__Activity__:
Set down exactly the lines from the one containing "Phrase: white wall background" through the last line of the data below, and no others.

__Image-grounded pointing data__:
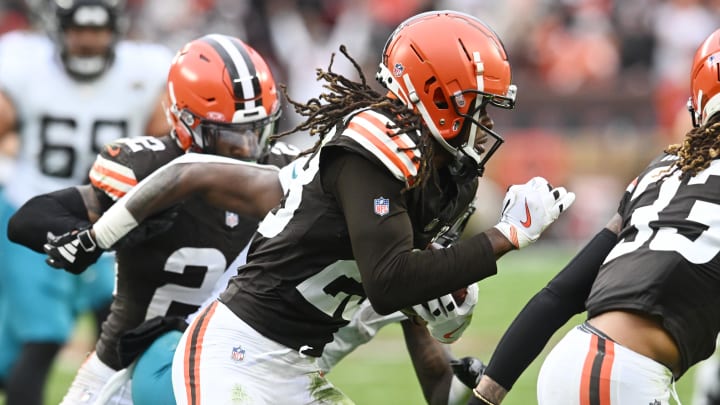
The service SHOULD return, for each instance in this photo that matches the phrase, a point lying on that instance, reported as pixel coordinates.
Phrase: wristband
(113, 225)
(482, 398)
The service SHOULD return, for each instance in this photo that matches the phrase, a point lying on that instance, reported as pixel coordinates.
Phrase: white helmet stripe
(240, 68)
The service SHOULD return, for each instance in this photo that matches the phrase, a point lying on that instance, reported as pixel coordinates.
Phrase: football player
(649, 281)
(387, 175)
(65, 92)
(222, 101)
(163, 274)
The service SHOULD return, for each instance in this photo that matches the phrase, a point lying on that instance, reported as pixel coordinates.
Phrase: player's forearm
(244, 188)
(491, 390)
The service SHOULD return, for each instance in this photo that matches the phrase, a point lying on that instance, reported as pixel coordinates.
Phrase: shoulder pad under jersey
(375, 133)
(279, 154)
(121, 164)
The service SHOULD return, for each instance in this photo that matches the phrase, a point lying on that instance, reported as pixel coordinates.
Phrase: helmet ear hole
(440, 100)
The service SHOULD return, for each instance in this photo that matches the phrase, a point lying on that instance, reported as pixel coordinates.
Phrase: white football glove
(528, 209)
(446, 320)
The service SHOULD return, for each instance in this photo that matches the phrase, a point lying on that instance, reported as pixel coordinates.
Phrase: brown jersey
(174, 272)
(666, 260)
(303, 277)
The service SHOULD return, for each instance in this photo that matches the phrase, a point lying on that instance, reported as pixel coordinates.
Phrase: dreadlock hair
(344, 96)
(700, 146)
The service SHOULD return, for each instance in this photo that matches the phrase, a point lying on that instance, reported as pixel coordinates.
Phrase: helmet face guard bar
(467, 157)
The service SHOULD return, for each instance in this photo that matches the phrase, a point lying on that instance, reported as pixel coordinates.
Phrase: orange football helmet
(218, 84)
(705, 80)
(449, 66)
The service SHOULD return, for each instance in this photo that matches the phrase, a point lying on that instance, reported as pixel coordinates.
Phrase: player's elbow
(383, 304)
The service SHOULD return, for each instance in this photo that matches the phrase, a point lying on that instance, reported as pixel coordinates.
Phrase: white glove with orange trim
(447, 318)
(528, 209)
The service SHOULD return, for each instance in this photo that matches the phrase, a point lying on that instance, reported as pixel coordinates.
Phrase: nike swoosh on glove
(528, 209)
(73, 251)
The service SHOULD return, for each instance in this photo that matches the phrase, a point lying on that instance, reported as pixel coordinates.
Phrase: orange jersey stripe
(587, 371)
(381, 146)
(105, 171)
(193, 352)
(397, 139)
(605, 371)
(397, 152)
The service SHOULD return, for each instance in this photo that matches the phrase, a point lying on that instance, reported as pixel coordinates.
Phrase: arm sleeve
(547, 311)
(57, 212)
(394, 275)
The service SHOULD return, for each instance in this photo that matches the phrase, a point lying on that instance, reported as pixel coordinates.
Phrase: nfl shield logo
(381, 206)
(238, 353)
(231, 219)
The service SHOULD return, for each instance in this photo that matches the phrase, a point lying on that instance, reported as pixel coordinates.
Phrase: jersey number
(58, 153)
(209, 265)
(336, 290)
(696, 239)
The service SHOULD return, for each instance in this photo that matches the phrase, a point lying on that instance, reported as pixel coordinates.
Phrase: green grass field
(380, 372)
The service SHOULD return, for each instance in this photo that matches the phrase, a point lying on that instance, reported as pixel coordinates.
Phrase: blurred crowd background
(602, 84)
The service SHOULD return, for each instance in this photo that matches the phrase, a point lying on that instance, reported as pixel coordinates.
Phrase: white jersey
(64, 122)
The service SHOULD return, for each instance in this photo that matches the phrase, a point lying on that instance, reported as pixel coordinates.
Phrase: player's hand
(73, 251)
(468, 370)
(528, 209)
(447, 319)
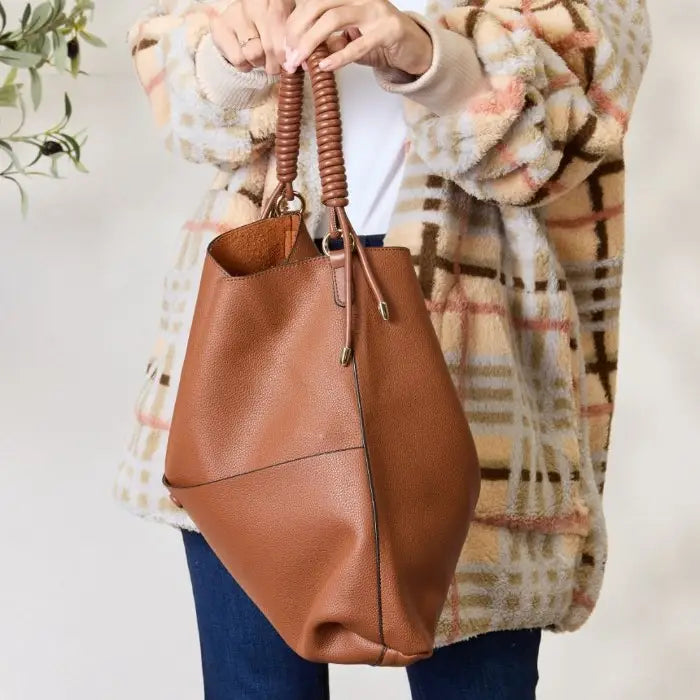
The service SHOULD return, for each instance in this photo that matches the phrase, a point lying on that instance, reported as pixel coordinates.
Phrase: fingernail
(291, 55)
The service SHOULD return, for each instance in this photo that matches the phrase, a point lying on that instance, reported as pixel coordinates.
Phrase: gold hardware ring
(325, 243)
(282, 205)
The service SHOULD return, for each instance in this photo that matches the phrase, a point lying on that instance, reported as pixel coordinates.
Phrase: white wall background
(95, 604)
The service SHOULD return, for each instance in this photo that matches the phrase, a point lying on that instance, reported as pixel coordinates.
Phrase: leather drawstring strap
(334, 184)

__Written answer__:
Phrase: white wall background
(95, 604)
The service SHOULD return, for each instance in this photo that matches the phrase, a point lying on that instance, reported as pixel coordinates.
Phrase: leather drawstring strap
(334, 184)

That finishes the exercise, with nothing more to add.